Un ragazzo su tre dice di essere stato vittima di atti di bullismo online, 1 su 5 di aver lasciato la scuola proprio per questo. E’ il risultato di un sondaggio condotto dall’Unicef su un campione di 170mila ragazzi fra i 13 e i 24 anni di 30 diversi Paesi, che ha allarmato il Fondo delle Nazioni Unite per l’Infanzia e i partner della ricerca.

Parlando apertamente e in anonimato attraverso la piattaforma Unicef per il coinvolgimento dei giovani (U-Report), tre quarti degli adolescenti hanno dichiarato che i social network, fra cui Facebook, Instagram, Snapchat e Twitter, sono i luoghi in cui si verifica più comunemente il bullismo online. “Avere classi ‘connesse’ significa che la scuola non finisce più quando l’alunno esce dall’aula, e, sfortunatamente, non finisce nemmeno il bullismo scolastico”, ha dichiarato il Direttore generale dell’Unicef Henrietta Fore. “Migliorare l’esperienza formativa dei giovani significa dar conto dell’ambiente che incontrano, sia online sia offline. In tutto il mondo, i giovani ci stanno dicendo che sono stati bullizzati online, che ciò sta colpendo la loro istruzione e che vogliono che finisca”.

E anch’io, nel mio piccolo, non potevo non parlare di un fenomeno tanto dilagante, essendo febbraio il mese della sensibilizzazione e in particolare il 7 febbraio la Giornata Nazionale contro bullismo e cyberbullismo.

Solo nelle scuole secondarie di Roma, la città in cui sono nato e cresciuto, su un campione di 1022 studenti, è emerso che il 66,9% dei giovani è stato, almeno una volta, vittima di bullismo e che l’81.3% è stato spettatore. Il 57,3% delle vittime afferma di aver subito episodi di violenza all’interno della classe; il 34,9% all’interno degli istituti scolastici.

Difficile non riflettere su quanto bullismo e cyberbullismo siano piaghe sociali dilaganti.

IL BULLISMO

Il termine bullismo è utilizzato per designare un insieme di comportamenti in cui qualcuno, ripetutamente, fa o dice cose per avere potere su un’altra persona e dominarla.

Compiti assegnati:
1 - Stabilisci se ciascuna affermazione concorda con il testo sul bullismo, rispondendo sì o no e citando le parole decisive: (a) il sondaggio dell'Unicef ha coinvolto ragazzi di 30 Paesi; (b) la Giornata Nazionale contro bullismo e cyberbullismo cade il 17 febbraio; (c) nel campione di Roma, il 57,3% delle vittime ha subito violenza all'interno degli istituti scolastici.
2 - Riporta tale e quale il brano del testo sul bullismo compreso tra "Un ragazzo su" e "partner della ricerca.", estremi inclusi.

Voci salvate:
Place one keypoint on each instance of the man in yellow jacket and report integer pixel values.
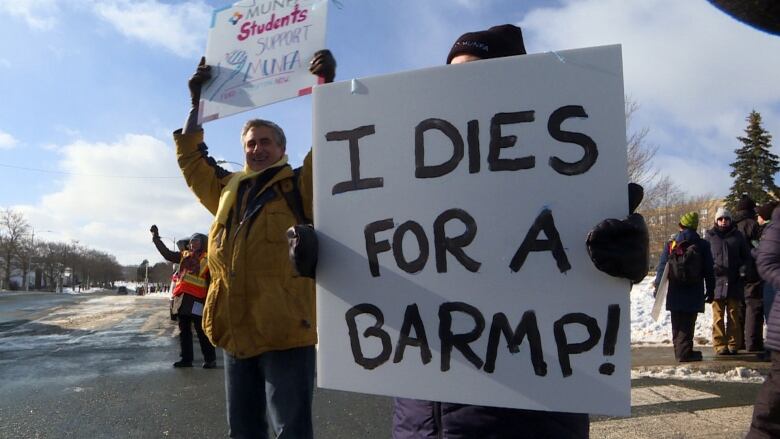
(258, 310)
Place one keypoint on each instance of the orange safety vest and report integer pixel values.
(194, 284)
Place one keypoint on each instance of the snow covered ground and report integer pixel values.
(646, 331)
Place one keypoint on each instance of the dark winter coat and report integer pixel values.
(730, 255)
(745, 222)
(688, 298)
(416, 419)
(768, 262)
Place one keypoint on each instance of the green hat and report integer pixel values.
(690, 220)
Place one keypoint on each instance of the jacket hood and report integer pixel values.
(742, 215)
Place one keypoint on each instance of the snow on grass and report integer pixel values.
(738, 374)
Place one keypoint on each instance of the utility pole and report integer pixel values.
(146, 279)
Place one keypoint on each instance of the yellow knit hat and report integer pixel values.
(690, 220)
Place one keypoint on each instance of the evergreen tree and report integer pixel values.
(755, 168)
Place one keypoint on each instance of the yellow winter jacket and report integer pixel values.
(255, 303)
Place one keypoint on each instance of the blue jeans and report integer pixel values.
(279, 383)
(769, 297)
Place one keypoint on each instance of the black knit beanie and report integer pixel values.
(496, 42)
(746, 203)
(765, 210)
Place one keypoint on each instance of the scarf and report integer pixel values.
(228, 197)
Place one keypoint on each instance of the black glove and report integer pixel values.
(201, 76)
(323, 64)
(620, 247)
(303, 247)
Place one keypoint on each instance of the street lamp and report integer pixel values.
(32, 248)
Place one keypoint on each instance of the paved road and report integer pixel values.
(99, 366)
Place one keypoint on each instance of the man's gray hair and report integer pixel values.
(279, 136)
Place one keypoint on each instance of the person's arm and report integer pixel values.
(769, 253)
(620, 247)
(169, 255)
(323, 64)
(201, 172)
(709, 273)
(659, 271)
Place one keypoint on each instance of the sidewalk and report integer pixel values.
(646, 357)
(685, 408)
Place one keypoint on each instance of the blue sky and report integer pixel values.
(93, 89)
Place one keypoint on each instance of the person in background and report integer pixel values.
(730, 256)
(753, 305)
(686, 299)
(258, 311)
(768, 292)
(617, 247)
(190, 292)
(766, 411)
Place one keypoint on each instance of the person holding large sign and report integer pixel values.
(257, 311)
(617, 247)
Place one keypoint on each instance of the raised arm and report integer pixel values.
(201, 172)
(169, 255)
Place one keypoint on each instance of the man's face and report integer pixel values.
(261, 149)
(463, 58)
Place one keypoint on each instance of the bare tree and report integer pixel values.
(13, 228)
(666, 204)
(640, 153)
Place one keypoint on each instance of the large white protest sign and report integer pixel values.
(259, 51)
(452, 206)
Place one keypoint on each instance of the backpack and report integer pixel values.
(686, 264)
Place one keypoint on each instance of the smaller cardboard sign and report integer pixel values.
(260, 52)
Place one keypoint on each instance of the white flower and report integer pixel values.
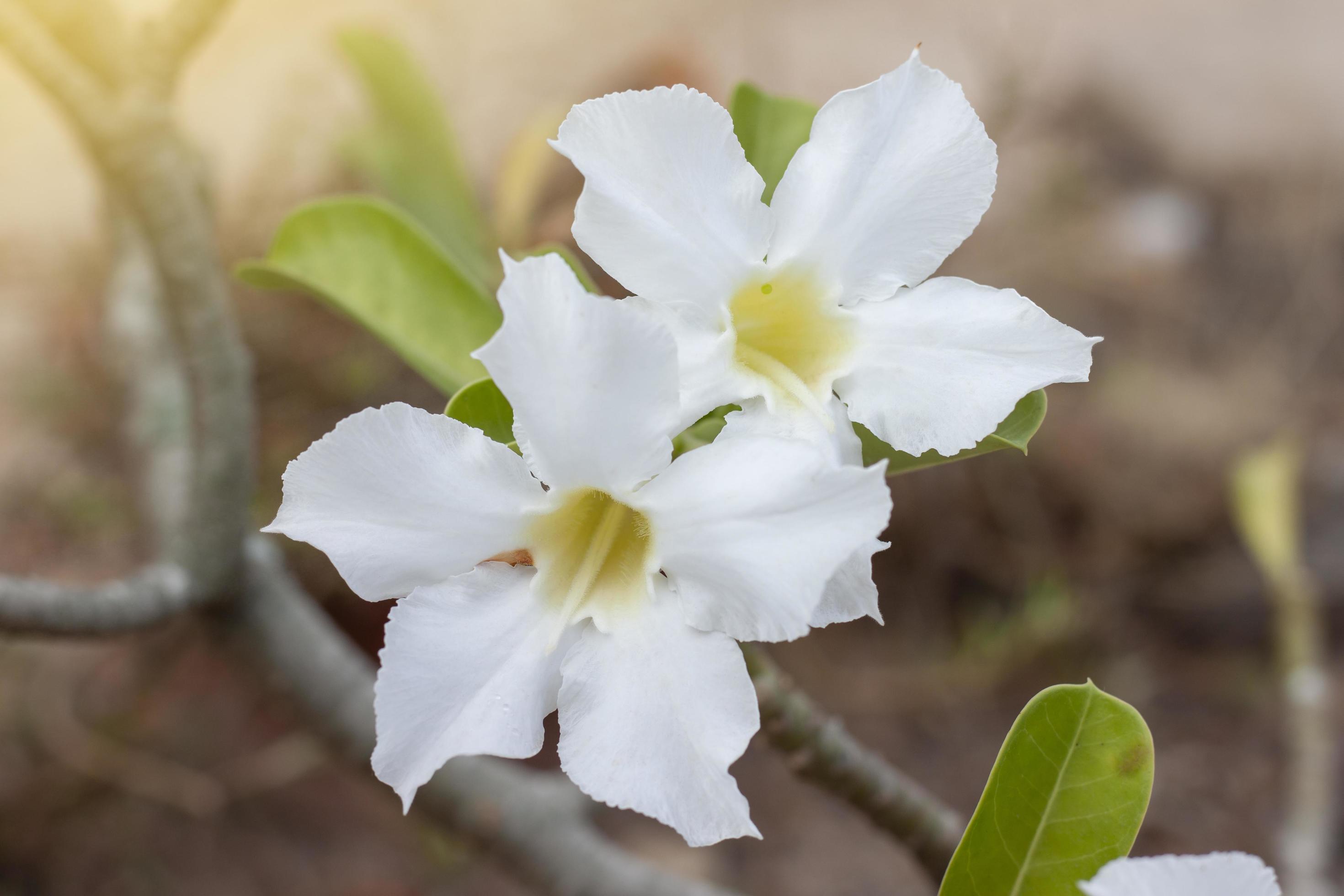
(1214, 875)
(641, 571)
(824, 289)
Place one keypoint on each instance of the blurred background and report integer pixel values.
(1171, 178)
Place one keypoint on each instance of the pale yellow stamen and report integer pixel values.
(592, 555)
(794, 335)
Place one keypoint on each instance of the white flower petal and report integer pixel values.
(400, 497)
(467, 669)
(750, 530)
(652, 715)
(593, 383)
(851, 593)
(944, 363)
(1214, 875)
(707, 371)
(671, 208)
(834, 436)
(896, 176)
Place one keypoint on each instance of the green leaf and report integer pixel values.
(483, 405)
(1065, 797)
(571, 258)
(1014, 433)
(702, 432)
(771, 129)
(409, 151)
(373, 262)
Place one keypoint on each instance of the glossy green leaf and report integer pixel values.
(411, 154)
(771, 129)
(571, 258)
(1065, 797)
(1266, 506)
(483, 405)
(702, 432)
(371, 261)
(1014, 433)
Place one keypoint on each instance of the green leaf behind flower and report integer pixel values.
(702, 432)
(1066, 796)
(571, 258)
(370, 261)
(771, 129)
(1014, 433)
(483, 405)
(409, 152)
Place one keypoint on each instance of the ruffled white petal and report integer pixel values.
(944, 363)
(400, 497)
(750, 531)
(896, 176)
(851, 593)
(468, 668)
(1214, 875)
(671, 208)
(593, 383)
(652, 715)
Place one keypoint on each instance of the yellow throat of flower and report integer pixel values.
(592, 554)
(794, 335)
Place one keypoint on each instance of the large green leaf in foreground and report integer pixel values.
(371, 261)
(411, 154)
(771, 129)
(1065, 797)
(1015, 432)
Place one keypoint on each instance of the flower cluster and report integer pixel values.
(593, 574)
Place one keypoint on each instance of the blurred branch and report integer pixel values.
(819, 749)
(158, 414)
(32, 606)
(148, 165)
(537, 824)
(69, 82)
(1266, 487)
(172, 38)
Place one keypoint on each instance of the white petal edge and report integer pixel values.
(897, 174)
(1213, 875)
(468, 668)
(671, 208)
(652, 715)
(944, 363)
(593, 383)
(707, 373)
(851, 593)
(400, 497)
(750, 530)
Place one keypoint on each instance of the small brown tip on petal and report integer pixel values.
(514, 558)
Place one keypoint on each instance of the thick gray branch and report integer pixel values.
(158, 176)
(819, 749)
(30, 606)
(537, 824)
(69, 82)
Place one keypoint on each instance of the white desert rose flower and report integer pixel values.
(1213, 875)
(615, 594)
(823, 293)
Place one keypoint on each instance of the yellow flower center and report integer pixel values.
(792, 335)
(592, 554)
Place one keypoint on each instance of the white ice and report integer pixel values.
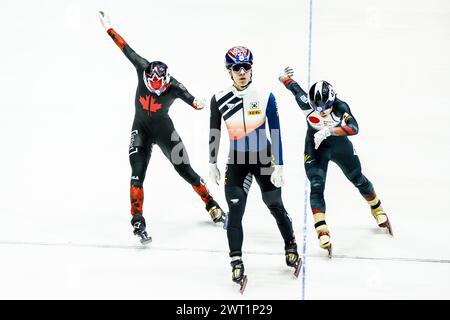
(66, 108)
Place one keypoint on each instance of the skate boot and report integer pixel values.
(382, 219)
(238, 275)
(138, 223)
(292, 258)
(322, 230)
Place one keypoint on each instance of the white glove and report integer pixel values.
(277, 176)
(214, 173)
(287, 73)
(199, 104)
(104, 19)
(321, 135)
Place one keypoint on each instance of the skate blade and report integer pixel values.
(388, 227)
(146, 241)
(243, 284)
(330, 250)
(225, 221)
(298, 267)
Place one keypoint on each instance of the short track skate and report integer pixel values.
(388, 227)
(324, 238)
(145, 238)
(243, 284)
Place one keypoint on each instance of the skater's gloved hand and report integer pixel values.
(277, 176)
(199, 104)
(286, 74)
(105, 20)
(321, 135)
(214, 173)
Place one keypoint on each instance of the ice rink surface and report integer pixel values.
(66, 109)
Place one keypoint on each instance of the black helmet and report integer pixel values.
(156, 77)
(321, 96)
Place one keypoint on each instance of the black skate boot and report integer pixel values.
(138, 223)
(238, 275)
(293, 260)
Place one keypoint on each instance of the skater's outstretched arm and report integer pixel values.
(135, 59)
(300, 95)
(185, 95)
(215, 122)
(275, 131)
(214, 131)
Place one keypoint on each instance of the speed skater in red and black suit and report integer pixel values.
(330, 122)
(156, 91)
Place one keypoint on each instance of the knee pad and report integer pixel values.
(360, 180)
(235, 196)
(272, 199)
(317, 184)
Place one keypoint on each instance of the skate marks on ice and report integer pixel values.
(159, 248)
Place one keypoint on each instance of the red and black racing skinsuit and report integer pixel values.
(336, 148)
(152, 125)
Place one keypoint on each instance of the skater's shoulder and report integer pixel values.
(340, 105)
(222, 93)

Risposte attese:
1 -
(a) Sì: «di 30 diversi Paesi».
(b) No: «il 7 febbraio la Giornata Nazionale contro bullismo e cyberbullismo».
(c) No: «Il 57,3% delle vittime afferma di aver subito episodi di violenza all’interno della classe».

2 -
Un ragazzo su tre dice di essere stato vittima di atti di bullismo online, 1 su 5 di aver lasciato la scuola proprio per questo. E’ il risultato di un sondaggio condotto dall’Unicef su un campione di 170mila ragazzi fra i 13 e i 24 anni di 30 diversi Paesi, che ha allarmato il Fondo delle Nazioni Unite per l’Infanzia e i partner della ricerca.